- THE RECORDS -
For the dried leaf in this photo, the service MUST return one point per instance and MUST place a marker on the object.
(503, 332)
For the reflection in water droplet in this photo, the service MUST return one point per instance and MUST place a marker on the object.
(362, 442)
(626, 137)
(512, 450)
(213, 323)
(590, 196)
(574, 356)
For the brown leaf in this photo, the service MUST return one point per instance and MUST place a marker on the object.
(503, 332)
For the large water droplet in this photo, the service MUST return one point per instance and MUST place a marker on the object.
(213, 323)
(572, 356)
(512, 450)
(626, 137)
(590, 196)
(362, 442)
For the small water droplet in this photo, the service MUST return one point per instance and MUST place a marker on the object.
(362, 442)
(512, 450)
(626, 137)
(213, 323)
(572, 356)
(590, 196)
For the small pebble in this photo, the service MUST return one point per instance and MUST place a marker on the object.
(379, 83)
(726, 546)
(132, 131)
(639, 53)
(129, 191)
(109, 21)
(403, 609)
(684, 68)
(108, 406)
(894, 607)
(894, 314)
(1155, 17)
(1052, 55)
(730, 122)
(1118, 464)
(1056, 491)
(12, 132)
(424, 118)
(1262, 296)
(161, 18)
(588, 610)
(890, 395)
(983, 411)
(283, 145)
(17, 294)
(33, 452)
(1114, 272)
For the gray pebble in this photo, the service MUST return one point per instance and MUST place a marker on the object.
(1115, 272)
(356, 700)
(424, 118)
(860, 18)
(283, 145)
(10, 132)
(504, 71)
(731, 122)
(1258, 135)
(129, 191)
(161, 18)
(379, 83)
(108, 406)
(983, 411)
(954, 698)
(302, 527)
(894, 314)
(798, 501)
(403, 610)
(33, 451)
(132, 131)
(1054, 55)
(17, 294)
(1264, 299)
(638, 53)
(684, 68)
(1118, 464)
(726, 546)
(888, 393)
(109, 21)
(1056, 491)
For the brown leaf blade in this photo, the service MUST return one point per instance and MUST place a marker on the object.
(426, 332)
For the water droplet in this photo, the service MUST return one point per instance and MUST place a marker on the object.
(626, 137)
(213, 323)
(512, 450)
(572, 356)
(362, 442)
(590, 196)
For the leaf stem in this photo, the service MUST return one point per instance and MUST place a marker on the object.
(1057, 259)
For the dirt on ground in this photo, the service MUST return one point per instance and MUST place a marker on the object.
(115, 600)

...

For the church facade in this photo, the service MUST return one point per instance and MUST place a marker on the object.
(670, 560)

* * *

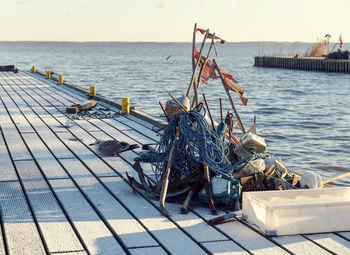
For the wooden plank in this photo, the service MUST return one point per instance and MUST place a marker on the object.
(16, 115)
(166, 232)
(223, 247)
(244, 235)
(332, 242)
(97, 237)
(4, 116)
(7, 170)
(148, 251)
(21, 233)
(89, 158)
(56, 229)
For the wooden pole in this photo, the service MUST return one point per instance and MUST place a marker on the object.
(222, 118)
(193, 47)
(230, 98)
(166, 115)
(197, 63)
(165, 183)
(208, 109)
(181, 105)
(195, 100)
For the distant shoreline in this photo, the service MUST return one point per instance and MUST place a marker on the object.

- INSTRUCTIONS FOR THE TASK -
Using the data above, reproduce exactly the lines from the line that contains "For the wooden plank" through the line that contains "For the distant", including both.

- FINAL ANSWER -
For the wooden plank in this photo, the service MUST return one point per instance and MUST place a marker on the object.
(16, 115)
(166, 232)
(223, 247)
(244, 235)
(332, 242)
(97, 237)
(4, 116)
(7, 170)
(148, 251)
(21, 233)
(89, 158)
(56, 229)
For the wooden pole in this photo, the service MUST return one point per instance and MUST place a marker on the object.
(222, 118)
(193, 47)
(230, 98)
(166, 115)
(197, 63)
(165, 183)
(208, 109)
(181, 105)
(195, 100)
For the distant shoreline in this photo, the service MUST return one point per instance and MUST place a marker on the object.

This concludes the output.